Ayahnya juga mengganti nama huta menjadi Lumban Ambarita. Secara administratif lokasinya berada di wilayah pemerintahan Kabupaten Simalungun, Sumatera Utara, tetapi secara kultural lebih dominan ke Kabupaten Toba dan Samosir.
Kini rumah itu ditinggali adik laki-laki Rosmawati. Sebagai anak perempuan, ia tak punya hak mewarisi. Kendati tak bisa mewarisi, Rosmawati mengatakan ia memiliki ikatan batin yang tidak akan terputus atas tanah leluhurnya itu.
“Meski kami boru (keturunan perempuan) di huta ini, tapi perjuangan kami sama dengan anak (keturunan laki-laki) untuk mempertahankan tanah leluhur kami,” katanya.
***
Di usianya ke-77, Rosmawati sudah tak lagi kuat berjalan lama, gotong-royong, apalagi ikut turun ke lahan adat bersama komunitas adat saat terjadi upaya-upaya PT. Toba Pulp Lestari (TPL) mengokupasi lahan adat mereka.
“Kalau dulu saya tidak pernah berdiam diri di rumah apabila masyarakat berjuang dari [klaim] perusahaan itu [atas tanah adat],” katanya.

> Data
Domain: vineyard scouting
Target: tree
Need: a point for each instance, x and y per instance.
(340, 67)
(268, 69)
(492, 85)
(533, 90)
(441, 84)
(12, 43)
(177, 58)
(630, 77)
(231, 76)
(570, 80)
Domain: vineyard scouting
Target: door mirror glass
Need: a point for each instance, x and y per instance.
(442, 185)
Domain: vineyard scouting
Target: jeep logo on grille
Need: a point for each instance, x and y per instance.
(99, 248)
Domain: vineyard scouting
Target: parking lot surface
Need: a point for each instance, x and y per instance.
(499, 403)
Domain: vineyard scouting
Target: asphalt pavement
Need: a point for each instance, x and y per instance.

> Tugas
Cetak tanpa mengubah satu kata pun bagian bacaan tentang Rosmawati yang dibuka dengan kata-kata "Ayahnya juga mengganti" dan ditutup dengan "lahan adat mereka.".

> Jawaban
Ayahnya juga mengganti nama huta menjadi Lumban Ambarita. Secara administratif lokasinya berada di wilayah pemerintahan Kabupaten Simalungun, Sumatera Utara, tetapi secara kultural lebih dominan ke Kabupaten Toba dan Samosir.
Kini rumah itu ditinggali adik laki-laki Rosmawati. Sebagai anak perempuan, ia tak punya hak mewarisi. Kendati tak bisa mewarisi, Rosmawati mengatakan ia memiliki ikatan batin yang tidak akan terputus atas tanah leluhurnya itu.
“Meski kami boru (keturunan perempuan) di huta ini, tapi perjuangan kami sama dengan anak (keturunan laki-laki) untuk mempertahankan tanah leluhur kami,” katanya.
***
Di usianya ke-77, Rosmawati sudah tak lagi kuat berjalan lama, gotong-royong, apalagi ikut turun ke lahan adat bersama komunitas adat saat terjadi upaya-upaya PT. Toba Pulp Lestari (TPL) mengokupasi lahan adat mereka.